═══ Data supplied

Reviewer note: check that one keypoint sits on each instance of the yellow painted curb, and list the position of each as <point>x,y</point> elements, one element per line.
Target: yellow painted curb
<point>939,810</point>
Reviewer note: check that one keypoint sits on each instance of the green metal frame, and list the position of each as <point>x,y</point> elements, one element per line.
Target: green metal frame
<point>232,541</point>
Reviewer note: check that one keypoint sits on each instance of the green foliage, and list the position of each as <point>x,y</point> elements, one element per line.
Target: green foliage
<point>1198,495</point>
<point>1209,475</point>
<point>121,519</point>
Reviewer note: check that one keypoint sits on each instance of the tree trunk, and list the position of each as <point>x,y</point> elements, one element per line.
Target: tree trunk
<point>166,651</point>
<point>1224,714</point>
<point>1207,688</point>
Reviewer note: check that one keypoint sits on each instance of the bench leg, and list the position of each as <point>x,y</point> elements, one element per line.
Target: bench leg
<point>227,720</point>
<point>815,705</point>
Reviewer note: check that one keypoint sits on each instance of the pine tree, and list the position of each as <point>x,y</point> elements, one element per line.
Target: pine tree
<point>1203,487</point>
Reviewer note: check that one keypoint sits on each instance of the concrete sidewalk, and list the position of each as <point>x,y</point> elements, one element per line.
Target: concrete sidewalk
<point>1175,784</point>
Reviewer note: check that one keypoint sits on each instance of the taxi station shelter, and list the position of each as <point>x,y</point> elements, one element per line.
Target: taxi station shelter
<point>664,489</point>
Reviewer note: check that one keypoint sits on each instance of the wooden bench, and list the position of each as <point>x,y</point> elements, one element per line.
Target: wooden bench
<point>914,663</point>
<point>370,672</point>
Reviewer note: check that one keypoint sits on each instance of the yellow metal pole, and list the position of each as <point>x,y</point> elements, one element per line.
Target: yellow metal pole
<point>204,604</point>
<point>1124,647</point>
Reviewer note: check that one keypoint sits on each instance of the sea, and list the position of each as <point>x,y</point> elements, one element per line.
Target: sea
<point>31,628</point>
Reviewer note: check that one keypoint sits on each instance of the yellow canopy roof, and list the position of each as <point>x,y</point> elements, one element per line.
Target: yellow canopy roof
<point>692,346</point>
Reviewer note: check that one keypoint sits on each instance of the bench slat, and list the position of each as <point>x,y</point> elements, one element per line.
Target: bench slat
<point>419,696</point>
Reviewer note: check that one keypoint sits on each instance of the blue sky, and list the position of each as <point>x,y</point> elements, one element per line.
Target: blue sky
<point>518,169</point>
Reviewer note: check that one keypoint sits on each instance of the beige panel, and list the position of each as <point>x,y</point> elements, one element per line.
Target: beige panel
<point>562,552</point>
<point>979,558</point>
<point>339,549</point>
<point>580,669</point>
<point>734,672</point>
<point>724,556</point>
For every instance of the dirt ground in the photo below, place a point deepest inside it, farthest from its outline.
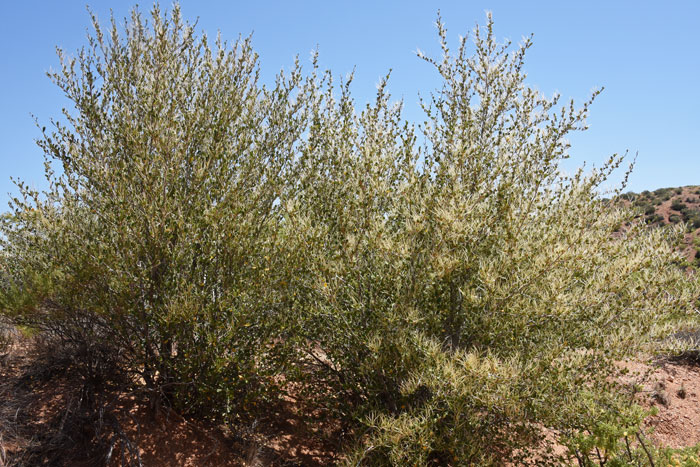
(37, 402)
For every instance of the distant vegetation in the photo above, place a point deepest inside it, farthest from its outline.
(442, 292)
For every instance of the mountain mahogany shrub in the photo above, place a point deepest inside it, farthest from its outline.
(445, 287)
(159, 234)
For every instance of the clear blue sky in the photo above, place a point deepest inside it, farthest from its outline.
(645, 53)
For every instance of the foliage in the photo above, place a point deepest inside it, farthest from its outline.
(446, 288)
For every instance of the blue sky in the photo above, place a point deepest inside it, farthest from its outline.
(645, 54)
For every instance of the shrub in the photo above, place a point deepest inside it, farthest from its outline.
(678, 205)
(446, 290)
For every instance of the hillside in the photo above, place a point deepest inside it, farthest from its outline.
(672, 206)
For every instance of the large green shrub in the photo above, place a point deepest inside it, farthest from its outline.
(447, 289)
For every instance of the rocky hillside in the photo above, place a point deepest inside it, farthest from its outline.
(672, 206)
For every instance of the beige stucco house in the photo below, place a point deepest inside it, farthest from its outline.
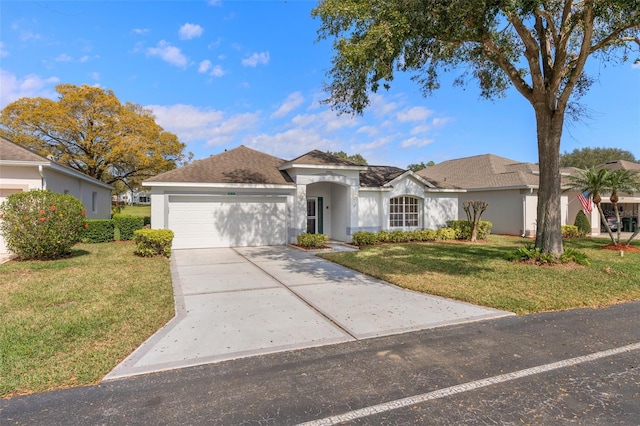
(22, 170)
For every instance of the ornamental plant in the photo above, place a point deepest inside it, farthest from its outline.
(41, 224)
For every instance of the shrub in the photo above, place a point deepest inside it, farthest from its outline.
(446, 234)
(463, 229)
(126, 225)
(582, 223)
(98, 231)
(383, 236)
(364, 238)
(312, 240)
(398, 236)
(571, 231)
(41, 224)
(153, 242)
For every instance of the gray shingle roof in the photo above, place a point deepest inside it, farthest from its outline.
(10, 151)
(320, 158)
(621, 164)
(238, 165)
(481, 171)
(376, 176)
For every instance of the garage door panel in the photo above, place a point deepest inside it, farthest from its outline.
(228, 223)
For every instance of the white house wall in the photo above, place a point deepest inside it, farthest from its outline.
(98, 206)
(505, 209)
(438, 209)
(160, 201)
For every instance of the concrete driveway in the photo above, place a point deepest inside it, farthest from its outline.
(238, 302)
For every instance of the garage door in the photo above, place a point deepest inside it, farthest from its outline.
(199, 222)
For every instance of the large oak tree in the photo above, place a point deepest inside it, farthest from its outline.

══════

Directions. Give back the records exactly, minus any pictures.

Worked solution.
Reviewer note: check that one keypoint sits on each instance of the yellow painted curb, and list the position of each as <point>x,y</point> elements, one element per line.
Target: yellow painted curb
<point>939,810</point>
Reviewer note: check that one keypoint sits on each instance of the green metal frame, and list the position of each as <point>x,y</point> elements, one element per line.
Target: green metal frame
<point>232,541</point>
Reviewer note: check that one keypoint sits on each instance of the green foliage, and list the position of each as <point>x,y</point> elements, one element per line.
Target: green foliage
<point>1198,495</point>
<point>1209,475</point>
<point>121,519</point>
Reviewer note: check that one keypoint sits on each instance of the tree trunk, and list the position of each as <point>x,y</point> elements, one element per line.
Target: tree trunk
<point>166,651</point>
<point>1224,714</point>
<point>1207,688</point>
Reviewer note: check that one keypoint sits on each instance of the bench leg, and list the position of each as <point>x,y</point> elements, one element per line.
Target: bench leg
<point>227,720</point>
<point>815,705</point>
Reviewer note: check that one keypoint sits on each instance of the pine tree, and list the position of each as <point>x,y</point> elements, one element per line.
Target: pine tree
<point>1203,487</point>
Reviewer note: check that one keypoint sits on each instance of the concrete sidewalk, and list the position of each as <point>x,y</point> elements, one element per line.
Target: concrete sidewalk
<point>1175,784</point>
Reviewer note: check that one keypoint sits on each instance of the taxi station shelter, and list the position of each as <point>x,y</point> elements, one element per line.
Target: taxi station shelter
<point>664,489</point>
Reviewer note: check that one keypoint sits on each instance of the wooden bench, and list the position of each as <point>x,y</point> elements, one element per line.
Target: wooden bench
<point>914,663</point>
<point>370,672</point>
Reviewer note: check that one keypoint sits on each instance of the yellow metal pole, and list the position of each as <point>x,y</point> elements, one element per line.
Target: yellow metal pole
<point>204,604</point>
<point>1124,647</point>
Reviewer note: check that one keypoint sits on each instance of the sea, and list the position of each as <point>x,y</point> elements, one element per line.
Target: sea
<point>31,628</point>
Reviewer note: check that one keypoint sits on each instance of the yellow canopy roof, and list the position of each as <point>x,y</point> elements, one element per line.
Target: yellow canopy roof
<point>692,346</point>
Reviewer note: check that one keypoint sits on each instance of the bench slat, and list the position of each as <point>x,y</point> elements, one element per line.
Target: bench slat
<point>419,696</point>
Reviewer note: check that one keypoint sits on each instance of the blue sky, and list the position of each as <point>x,y</point> elements, one element per line.
Target: blue sky
<point>518,169</point>
Reviewer note: check that one keypoint sits on each instance of the beige panel, and list the position of each as <point>x,y</point> elements, one element per line.
Target: beige panel
<point>562,552</point>
<point>979,558</point>
<point>339,549</point>
<point>580,669</point>
<point>734,672</point>
<point>724,556</point>
For every instance of the dirt ground in the photo below, place a point deepest inside it, farthest from its outline.
(37, 402)
For every instance of the distant vegetation in the photo above, place a point deepest inside it, farthest from its outline.
(442, 292)
For every instance of the mountain mahogany shrub in the photo above, place a point deepest inside it, farthest from its outline.
(445, 287)
(159, 234)
For every instance of the clear blue sky in the photo above, place a point deepest inside it, farthest from its outline.
(645, 53)
For every instance of the foliage in the photo above, place a point deepest inside it, farthest from its outline.
(446, 288)
For every instance of the blue sky in the photo above, place a point deepest inside it, farthest from its outline.
(645, 54)
For every instance of the shrub in the photo above, place a point deepest inside it, farthest from its outline.
(678, 205)
(446, 290)
For every instance of the hillside in the photo above, place a point deepest inside it, farthest from its outline.
(672, 206)
For every instance of the large green shrub in the photo above, place a point deepest inside it, farthest from its outline.
(447, 289)
For every instance of the rocky hillside in the photo above, place a point deepest inside it, farthest from its outline.
(672, 206)
For every instance of the beige stucco house in the photo below, place a point deepest inside it, farthest from its outline.
(22, 170)
For every instance of the ornamental plant in the photo above, place a point deepest inside it, farthest from its outline.
(41, 224)
For every instance of the shrub in the photo above, place a point deepest inside it, farthest from its outline.
(446, 234)
(463, 229)
(126, 225)
(582, 223)
(98, 231)
(383, 236)
(364, 238)
(312, 240)
(398, 236)
(571, 231)
(41, 224)
(153, 242)
For every instance of the gray shingle roof in the photo above, place a point deepest inside it, farthest from its outline.
(10, 151)
(320, 158)
(621, 164)
(238, 165)
(481, 171)
(376, 176)
For every instance of the garage door panel in the photo above, place a point deepest inside it, farthest from its outline.
(228, 223)
For every instance of the white house wall in the photo above, place a point deepest inside it, farthest from its outline.
(98, 206)
(505, 209)
(438, 209)
(160, 201)
For every instance of the concrete driveway in the photo above, place a point deepest inside it, farthest from its outline.
(238, 302)
For every instance of the garage door in the photo above, place a point deepest inside it, farthest from its outline.
(199, 222)
For every instance of the large oak tree in the photo above, place a point deepest inside it, farthest from its outline.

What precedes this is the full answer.